§ Tarefa obrigatória 1:
Traduza para inglês esta frase do excerto sobre os transportes públicos: «A Revolução do 25 de Abril libertou um conjunto de energias que o fascismo, o capitalismo monopolista, a submissão ao imperialismo e a guerra estavam a travar.»
§ Tarefa obrigatória 2:
Diga se cada uma das afirmações seguintes está de acordo com o excerto sobre os transportes públicos. Responda sim ou não e cite as palavras exatas do excerto que decidem a resposta. (a) A nacionalização de 1975 abrangeu toda a ferrovia. (b) Foram nacionalizadas todas as empresas rodoviárias, qualquer que fosse o número de autocarros. (c) O comboio a vapor manteve-se em serviço depois da modernização do material.

§ Excerto fornecido:

Sociedade

50 anos 25 Abril

Transportes Públicos: a Revolução, as energias que libertou, os avanços que permitiu

A Revolução do 25 de Abril libertou um conjunto de energias que o fascismo, o capitalismo monopolista, a submissão ao imperialismo e a guerra estavam a travar. O carácter profundamente democrático das transformações revolucionárias vai evidenciar-se nas dificuldades que a contra-revolução teve em inverter o rumo libertador, com alguns dos avanços a serem mesmo materializados quando o poder político já estava colocado ao serviço da contra-revolução, e com muitas das conquistas alcançadas a serem defendidas com sucesso até hoje.

Em 1975 dá-se a nacionalização dos sectores estratégicos – onde se incluiu toda a Ferrovia, a Carris, a Rodoviária Nacional (foram nacionalizadas todas as empresas com mais de 100 autocarros), o transporte fluvial – que inicia um conjunto de processos de reorganização, saneamento financeiro, modernização e reorientação das empresas para o serviço público, e de modernização da infraestrutura e do material (acaba o comboio a vapor, por exemplo).

§ Dados brutos:
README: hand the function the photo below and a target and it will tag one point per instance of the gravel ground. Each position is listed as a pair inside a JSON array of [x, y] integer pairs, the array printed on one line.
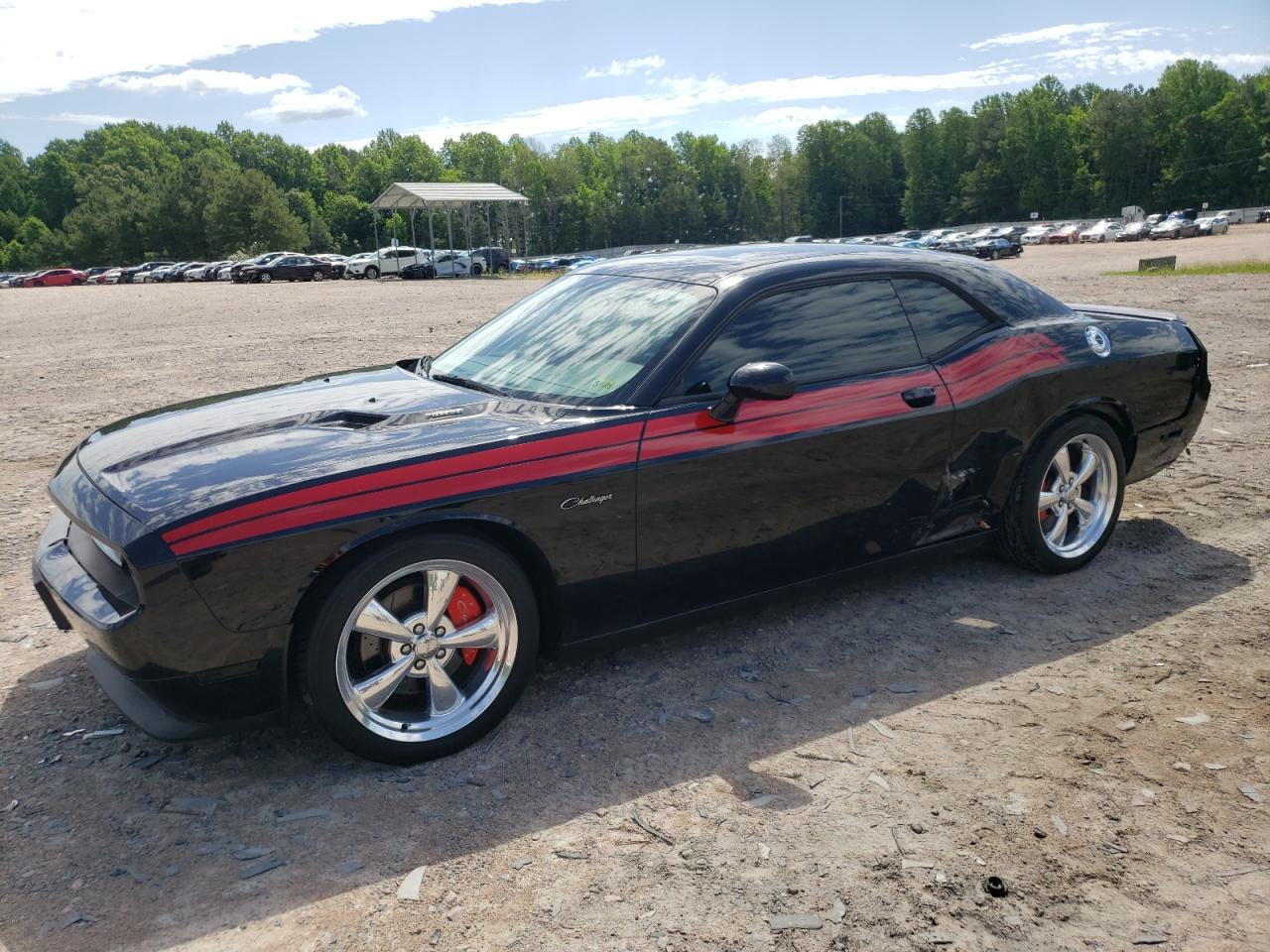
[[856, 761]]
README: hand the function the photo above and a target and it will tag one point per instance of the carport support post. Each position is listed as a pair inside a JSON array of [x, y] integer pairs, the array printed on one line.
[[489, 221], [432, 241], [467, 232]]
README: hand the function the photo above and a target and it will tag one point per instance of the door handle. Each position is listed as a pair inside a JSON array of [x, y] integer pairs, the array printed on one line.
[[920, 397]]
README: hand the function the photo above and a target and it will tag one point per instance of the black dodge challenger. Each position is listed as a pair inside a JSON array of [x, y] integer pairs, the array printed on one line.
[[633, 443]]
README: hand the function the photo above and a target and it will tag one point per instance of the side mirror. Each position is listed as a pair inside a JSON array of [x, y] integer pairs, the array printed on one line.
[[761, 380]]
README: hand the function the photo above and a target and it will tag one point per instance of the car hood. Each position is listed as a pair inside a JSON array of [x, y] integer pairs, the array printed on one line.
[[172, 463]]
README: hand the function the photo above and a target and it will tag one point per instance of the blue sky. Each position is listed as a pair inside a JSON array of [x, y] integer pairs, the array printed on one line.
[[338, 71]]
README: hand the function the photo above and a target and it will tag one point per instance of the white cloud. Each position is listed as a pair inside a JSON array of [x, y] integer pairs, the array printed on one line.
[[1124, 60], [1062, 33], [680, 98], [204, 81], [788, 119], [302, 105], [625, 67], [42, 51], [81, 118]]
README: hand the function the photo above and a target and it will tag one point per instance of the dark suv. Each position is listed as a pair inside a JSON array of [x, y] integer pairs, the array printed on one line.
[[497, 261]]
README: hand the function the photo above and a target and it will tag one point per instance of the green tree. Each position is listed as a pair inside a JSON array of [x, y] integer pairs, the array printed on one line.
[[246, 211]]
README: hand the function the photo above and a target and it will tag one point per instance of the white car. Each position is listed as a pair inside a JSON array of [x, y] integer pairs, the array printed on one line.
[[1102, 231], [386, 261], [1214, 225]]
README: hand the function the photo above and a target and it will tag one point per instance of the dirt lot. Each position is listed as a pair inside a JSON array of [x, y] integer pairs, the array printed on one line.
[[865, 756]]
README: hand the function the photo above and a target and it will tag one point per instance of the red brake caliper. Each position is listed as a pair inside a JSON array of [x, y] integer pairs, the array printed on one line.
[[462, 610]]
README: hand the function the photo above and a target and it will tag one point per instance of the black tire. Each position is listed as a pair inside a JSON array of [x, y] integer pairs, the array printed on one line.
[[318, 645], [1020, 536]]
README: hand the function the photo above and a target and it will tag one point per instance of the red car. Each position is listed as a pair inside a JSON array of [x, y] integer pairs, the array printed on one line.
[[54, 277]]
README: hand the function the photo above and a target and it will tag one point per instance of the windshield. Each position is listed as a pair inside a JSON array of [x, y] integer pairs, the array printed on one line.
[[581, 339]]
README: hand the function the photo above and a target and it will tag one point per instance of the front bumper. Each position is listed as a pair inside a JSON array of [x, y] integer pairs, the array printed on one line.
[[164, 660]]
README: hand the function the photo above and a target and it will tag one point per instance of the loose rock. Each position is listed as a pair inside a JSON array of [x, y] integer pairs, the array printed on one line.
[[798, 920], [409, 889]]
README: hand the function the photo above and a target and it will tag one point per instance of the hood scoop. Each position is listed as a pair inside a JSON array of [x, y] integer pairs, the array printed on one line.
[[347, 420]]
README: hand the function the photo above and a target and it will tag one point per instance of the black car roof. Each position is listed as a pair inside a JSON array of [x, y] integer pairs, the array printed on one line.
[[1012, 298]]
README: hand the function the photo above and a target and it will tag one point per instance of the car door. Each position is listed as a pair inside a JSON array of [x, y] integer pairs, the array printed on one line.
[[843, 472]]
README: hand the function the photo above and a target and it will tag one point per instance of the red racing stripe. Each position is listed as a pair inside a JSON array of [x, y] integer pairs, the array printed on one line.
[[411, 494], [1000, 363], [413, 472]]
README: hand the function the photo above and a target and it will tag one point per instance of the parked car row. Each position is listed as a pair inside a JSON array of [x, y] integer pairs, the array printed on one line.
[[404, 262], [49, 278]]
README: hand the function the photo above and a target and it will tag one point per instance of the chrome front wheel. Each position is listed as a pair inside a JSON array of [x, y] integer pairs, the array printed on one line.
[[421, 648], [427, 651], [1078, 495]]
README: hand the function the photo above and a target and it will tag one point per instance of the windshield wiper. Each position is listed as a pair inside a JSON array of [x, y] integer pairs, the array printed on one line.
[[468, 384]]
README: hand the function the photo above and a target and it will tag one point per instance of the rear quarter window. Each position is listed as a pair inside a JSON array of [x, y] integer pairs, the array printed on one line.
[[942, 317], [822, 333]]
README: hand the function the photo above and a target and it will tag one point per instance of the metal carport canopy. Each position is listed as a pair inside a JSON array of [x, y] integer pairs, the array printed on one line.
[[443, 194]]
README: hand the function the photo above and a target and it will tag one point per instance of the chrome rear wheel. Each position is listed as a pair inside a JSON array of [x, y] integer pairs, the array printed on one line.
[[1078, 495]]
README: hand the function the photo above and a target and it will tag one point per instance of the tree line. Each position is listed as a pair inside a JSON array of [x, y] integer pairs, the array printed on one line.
* * *
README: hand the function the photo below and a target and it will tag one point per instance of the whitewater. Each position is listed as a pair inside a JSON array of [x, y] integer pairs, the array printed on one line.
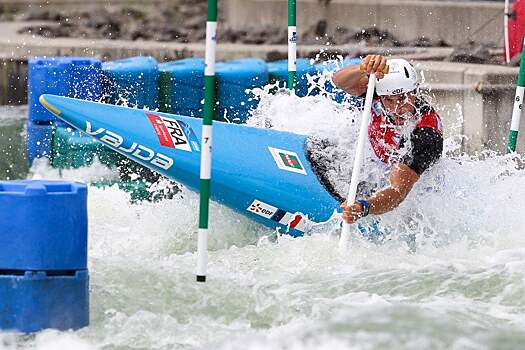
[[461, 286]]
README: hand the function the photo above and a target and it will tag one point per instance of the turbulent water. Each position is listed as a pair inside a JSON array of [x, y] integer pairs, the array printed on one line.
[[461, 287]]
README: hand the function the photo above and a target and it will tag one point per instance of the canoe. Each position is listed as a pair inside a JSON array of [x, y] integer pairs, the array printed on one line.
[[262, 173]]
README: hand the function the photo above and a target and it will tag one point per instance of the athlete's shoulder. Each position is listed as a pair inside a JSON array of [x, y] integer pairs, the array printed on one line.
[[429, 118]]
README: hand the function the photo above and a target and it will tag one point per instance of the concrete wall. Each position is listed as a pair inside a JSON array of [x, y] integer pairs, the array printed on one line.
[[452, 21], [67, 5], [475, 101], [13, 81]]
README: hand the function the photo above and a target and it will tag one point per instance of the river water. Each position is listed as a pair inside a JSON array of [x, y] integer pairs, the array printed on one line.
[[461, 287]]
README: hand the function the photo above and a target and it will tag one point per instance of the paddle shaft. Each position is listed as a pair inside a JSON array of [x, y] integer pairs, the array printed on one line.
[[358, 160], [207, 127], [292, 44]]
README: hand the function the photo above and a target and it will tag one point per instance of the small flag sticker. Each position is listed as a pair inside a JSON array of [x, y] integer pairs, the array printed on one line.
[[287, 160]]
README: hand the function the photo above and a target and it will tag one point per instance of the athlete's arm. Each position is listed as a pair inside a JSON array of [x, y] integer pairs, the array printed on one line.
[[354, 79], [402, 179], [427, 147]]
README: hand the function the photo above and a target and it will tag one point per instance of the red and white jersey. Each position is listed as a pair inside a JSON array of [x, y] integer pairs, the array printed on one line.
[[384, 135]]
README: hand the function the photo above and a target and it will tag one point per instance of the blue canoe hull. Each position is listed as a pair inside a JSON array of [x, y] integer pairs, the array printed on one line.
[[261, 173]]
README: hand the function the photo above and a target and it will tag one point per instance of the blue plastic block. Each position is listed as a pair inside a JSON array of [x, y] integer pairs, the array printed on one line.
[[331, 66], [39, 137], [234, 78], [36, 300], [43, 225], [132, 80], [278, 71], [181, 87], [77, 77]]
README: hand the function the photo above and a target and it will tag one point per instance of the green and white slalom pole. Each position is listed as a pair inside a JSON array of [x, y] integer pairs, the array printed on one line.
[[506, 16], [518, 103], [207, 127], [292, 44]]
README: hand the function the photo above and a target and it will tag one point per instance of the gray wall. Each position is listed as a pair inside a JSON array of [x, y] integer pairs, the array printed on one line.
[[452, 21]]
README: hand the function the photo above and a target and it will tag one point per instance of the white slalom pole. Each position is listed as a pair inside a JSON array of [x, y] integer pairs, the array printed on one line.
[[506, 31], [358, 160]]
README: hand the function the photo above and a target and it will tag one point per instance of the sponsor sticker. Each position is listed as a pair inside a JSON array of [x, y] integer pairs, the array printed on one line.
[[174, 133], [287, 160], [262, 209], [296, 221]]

§ Solução detalhada 1:
The April 25 Revolution released a set of energies that fascism, monopoly capitalism, submission to imperialism, and the war were holding back.

§ Solução detalhada 2:
(a) Sim: «onde se incluiu toda a Ferrovia».
(b) Não: «foram nacionalizadas todas as empresas com mais de 100 autocarros».
(c) Não: «acaba o comboio a vapor».